Repeat word for word the line with "the stone block?" and every line after it until the records below run out.

## Provided records
==============================

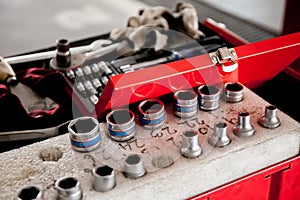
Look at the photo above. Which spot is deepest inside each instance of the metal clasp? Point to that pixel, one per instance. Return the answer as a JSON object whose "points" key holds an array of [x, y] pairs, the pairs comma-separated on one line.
{"points": [[224, 55]]}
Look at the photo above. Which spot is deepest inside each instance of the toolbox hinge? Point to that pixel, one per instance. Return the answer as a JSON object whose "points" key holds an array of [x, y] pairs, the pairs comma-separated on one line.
{"points": [[223, 56]]}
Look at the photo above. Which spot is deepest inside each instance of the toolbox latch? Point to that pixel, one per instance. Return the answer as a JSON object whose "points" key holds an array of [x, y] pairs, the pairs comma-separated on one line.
{"points": [[226, 58]]}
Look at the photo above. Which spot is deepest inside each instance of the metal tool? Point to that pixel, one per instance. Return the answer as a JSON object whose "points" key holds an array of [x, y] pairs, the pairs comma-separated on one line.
{"points": [[244, 127], [34, 134], [30, 192], [29, 98], [270, 119], [68, 188], [104, 178], [134, 167], [190, 145], [94, 46], [84, 133], [219, 138]]}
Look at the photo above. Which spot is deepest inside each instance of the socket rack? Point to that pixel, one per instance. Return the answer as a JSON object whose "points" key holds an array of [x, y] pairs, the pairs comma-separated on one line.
{"points": [[164, 161]]}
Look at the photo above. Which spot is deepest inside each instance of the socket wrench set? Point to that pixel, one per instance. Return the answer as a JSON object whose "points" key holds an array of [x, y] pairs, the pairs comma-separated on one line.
{"points": [[154, 128], [176, 136]]}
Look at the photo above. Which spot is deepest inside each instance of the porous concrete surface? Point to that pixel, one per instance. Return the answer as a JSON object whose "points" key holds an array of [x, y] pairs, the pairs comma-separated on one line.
{"points": [[185, 178]]}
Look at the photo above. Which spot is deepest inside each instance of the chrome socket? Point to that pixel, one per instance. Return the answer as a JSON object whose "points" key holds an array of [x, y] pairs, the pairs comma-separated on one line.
{"points": [[185, 103], [233, 92], [84, 133], [209, 96], [63, 55], [68, 188], [134, 167], [244, 127], [104, 178], [152, 113], [219, 138], [270, 119], [190, 145], [30, 192], [121, 124]]}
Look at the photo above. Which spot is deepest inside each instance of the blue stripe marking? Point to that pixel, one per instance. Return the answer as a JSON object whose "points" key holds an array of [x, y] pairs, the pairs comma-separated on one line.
{"points": [[185, 109], [121, 133], [87, 143], [152, 122]]}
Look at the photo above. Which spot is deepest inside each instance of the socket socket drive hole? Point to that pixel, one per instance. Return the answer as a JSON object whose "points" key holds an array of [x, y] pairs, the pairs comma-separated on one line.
{"points": [[29, 193], [68, 183], [244, 114], [187, 95], [104, 171], [62, 41], [120, 117], [221, 125], [151, 106], [271, 107], [189, 134], [133, 160], [83, 126], [234, 87], [208, 90]]}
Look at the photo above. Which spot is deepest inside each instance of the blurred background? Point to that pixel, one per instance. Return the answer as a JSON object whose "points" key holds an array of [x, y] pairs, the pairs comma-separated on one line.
{"points": [[31, 25], [28, 25]]}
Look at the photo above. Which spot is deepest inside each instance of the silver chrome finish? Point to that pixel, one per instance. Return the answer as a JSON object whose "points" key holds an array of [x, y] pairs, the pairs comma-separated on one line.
{"points": [[84, 133], [87, 70], [94, 99], [270, 119], [31, 192], [104, 80], [152, 113], [89, 86], [244, 127], [233, 92], [219, 137], [223, 55], [121, 124], [63, 54], [104, 178], [209, 96], [190, 145], [51, 54], [134, 167], [70, 74], [185, 103], [68, 188], [103, 66]]}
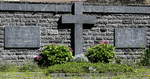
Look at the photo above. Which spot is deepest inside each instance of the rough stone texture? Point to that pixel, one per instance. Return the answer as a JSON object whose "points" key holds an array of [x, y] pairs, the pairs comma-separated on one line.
{"points": [[52, 33], [130, 38], [22, 37]]}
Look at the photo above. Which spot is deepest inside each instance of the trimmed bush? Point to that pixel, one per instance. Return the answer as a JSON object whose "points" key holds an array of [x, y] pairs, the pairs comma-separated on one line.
{"points": [[102, 52], [54, 54], [73, 67], [80, 58]]}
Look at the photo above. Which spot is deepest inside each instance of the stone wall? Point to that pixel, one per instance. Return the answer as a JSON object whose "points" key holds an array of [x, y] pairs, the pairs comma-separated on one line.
{"points": [[52, 34]]}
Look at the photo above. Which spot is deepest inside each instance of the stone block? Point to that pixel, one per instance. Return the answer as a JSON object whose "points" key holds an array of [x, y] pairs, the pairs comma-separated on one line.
{"points": [[130, 38], [22, 37]]}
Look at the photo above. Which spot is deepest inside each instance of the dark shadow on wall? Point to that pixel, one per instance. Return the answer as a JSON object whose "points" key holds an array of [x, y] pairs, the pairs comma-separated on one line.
{"points": [[118, 2]]}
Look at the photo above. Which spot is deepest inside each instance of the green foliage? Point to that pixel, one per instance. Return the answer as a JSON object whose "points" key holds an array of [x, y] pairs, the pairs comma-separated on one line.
{"points": [[74, 67], [55, 54], [7, 67], [80, 58], [101, 53], [29, 67], [146, 58]]}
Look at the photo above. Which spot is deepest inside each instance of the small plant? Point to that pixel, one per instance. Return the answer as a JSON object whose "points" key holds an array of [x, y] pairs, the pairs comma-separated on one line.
{"points": [[102, 52], [80, 58], [29, 66], [146, 58], [54, 54], [73, 67], [7, 67]]}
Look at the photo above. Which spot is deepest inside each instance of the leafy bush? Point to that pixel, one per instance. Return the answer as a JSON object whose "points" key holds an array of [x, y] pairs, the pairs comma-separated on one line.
{"points": [[54, 54], [80, 58], [7, 67], [146, 58], [29, 67], [73, 67], [102, 52]]}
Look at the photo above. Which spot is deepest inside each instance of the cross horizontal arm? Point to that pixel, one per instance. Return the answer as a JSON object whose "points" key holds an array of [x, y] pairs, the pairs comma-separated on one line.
{"points": [[80, 19]]}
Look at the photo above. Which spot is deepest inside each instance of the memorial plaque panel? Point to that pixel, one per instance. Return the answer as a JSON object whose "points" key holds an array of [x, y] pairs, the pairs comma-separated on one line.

==============================

## Solution below
Look at the photo above. Which spot is deepest inside each instance of the stone block? Point to that pixel, one per instance. Return the answer as a JSON object whose "points" key holds an array of [x, y] pairs, the pairs comma-separated on one line.
{"points": [[130, 38], [22, 37]]}
Look at the photo above. Which spot is deepest inside each instance of the dark shadow on wall? Point to that pixel, one per instance. Return the answer as a JSON object whose "points" key holds an array of [x, y] pairs, the pairs comma-separated on one line.
{"points": [[118, 2]]}
Look at the photo above. Which spot is deepest inside each instance of the green foliage? Point to that pixel, one per instance. Return the answer as a JSON object whose "points" key holds an array of [x, y] pairs, the pairs comma-separated on one line.
{"points": [[74, 67], [55, 54], [7, 67], [80, 58], [101, 53], [29, 67], [146, 58]]}
Look at the photo above. Which spot is deepest inside each instance of the small plant? Point to that pixel, one per instance. Return the answer as a JSON object whose "points" key holds an array of [x, y] pairs, the pairs comma-separated on one line.
{"points": [[102, 52], [80, 58], [29, 66], [146, 58], [54, 54], [73, 67], [7, 67]]}
Look at the photo above. Which spot is deepest inside each instance of the leafy bush? Point to that pixel, one per instance. Return the answer as a JSON object whose "points" key holds an array of [x, y] pairs, the pairs comma-separated on one line.
{"points": [[54, 54], [80, 58], [7, 67], [146, 58], [29, 67], [73, 67], [102, 52]]}
Look at the photo above. Which spot is deepest inside each instance of the cross horizontal arm? Point to that pixel, one per instance. Return the answer as a JSON object whose "points" key holds an array of [x, y] pairs, the pairs comma-separated on one line.
{"points": [[80, 19]]}
Look at the photo above. Which spot is deepest inside each instance of the memorial plaque panel? Point to that pixel, one per instance. Return the answer as a JSON object whose "points" key holds an array of [x, y] pairs, the pairs comma-separated on one line.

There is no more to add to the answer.